Location labeling records:

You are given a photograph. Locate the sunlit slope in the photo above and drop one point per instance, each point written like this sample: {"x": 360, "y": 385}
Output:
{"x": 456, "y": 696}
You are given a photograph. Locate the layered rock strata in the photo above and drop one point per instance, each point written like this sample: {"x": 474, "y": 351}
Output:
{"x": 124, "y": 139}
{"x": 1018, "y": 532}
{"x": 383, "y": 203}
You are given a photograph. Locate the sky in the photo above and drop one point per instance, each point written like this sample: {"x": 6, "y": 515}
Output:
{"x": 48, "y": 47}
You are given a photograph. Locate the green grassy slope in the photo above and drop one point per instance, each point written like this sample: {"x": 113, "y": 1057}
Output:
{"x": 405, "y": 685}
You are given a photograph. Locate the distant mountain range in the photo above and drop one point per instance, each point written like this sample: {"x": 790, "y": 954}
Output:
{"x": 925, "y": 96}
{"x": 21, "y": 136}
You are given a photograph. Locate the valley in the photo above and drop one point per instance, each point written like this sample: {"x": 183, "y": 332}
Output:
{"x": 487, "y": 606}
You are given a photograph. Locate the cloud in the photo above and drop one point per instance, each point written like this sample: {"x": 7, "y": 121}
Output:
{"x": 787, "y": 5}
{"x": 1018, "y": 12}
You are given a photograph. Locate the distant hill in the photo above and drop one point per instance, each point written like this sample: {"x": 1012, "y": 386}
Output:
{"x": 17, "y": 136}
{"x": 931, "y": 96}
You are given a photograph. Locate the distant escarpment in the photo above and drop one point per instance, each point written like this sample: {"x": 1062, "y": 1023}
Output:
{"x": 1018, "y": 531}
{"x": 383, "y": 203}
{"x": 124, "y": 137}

GIVEN INSTRUCTION: Print the records once more, exactly as they were given.

COMPLETE RESPONSE:
You are given a photograph. Locate the sunlit slope in the photo above and drop one point per instance, each point written like this sample: {"x": 360, "y": 385}
Output:
{"x": 456, "y": 696}
You are given a photograph. Locate the layered rock strata in the photo above and drop one point per instance, each point written like this sample: {"x": 474, "y": 351}
Output:
{"x": 124, "y": 139}
{"x": 1018, "y": 532}
{"x": 383, "y": 203}
You are given a photograph. Locate the sky in the photo above and drop one point per instance, each point written like this sample: {"x": 6, "y": 515}
Output:
{"x": 48, "y": 47}
You are given a photograph. Locate the green grassy slope in the photo above and drop one point per instance, each point written like this sample: {"x": 113, "y": 1057}
Output:
{"x": 405, "y": 685}
You are given a photograph. Locate the distant mountain range in the photo above and drop one point per instance, each point written like this sample: {"x": 790, "y": 954}
Output:
{"x": 925, "y": 96}
{"x": 21, "y": 136}
You are given a photograph. Locate the valley in the photo above and drop one point per instance, each point written like this sample: {"x": 183, "y": 332}
Output:
{"x": 487, "y": 606}
You are given a photograph. Locate the cloud in the photo above and drop one point per instance, each point written like this sample: {"x": 7, "y": 121}
Output:
{"x": 787, "y": 5}
{"x": 1018, "y": 12}
You are given a photograph. Locate the distant hill in the photo above and drop one point per instance, each point written like this sample: {"x": 1012, "y": 386}
Output:
{"x": 17, "y": 136}
{"x": 931, "y": 96}
You are given a photograph. Locate the distant escarpment in the photo above and drop one point per instance, each point written like this sample: {"x": 1062, "y": 1023}
Output:
{"x": 1018, "y": 531}
{"x": 383, "y": 203}
{"x": 124, "y": 137}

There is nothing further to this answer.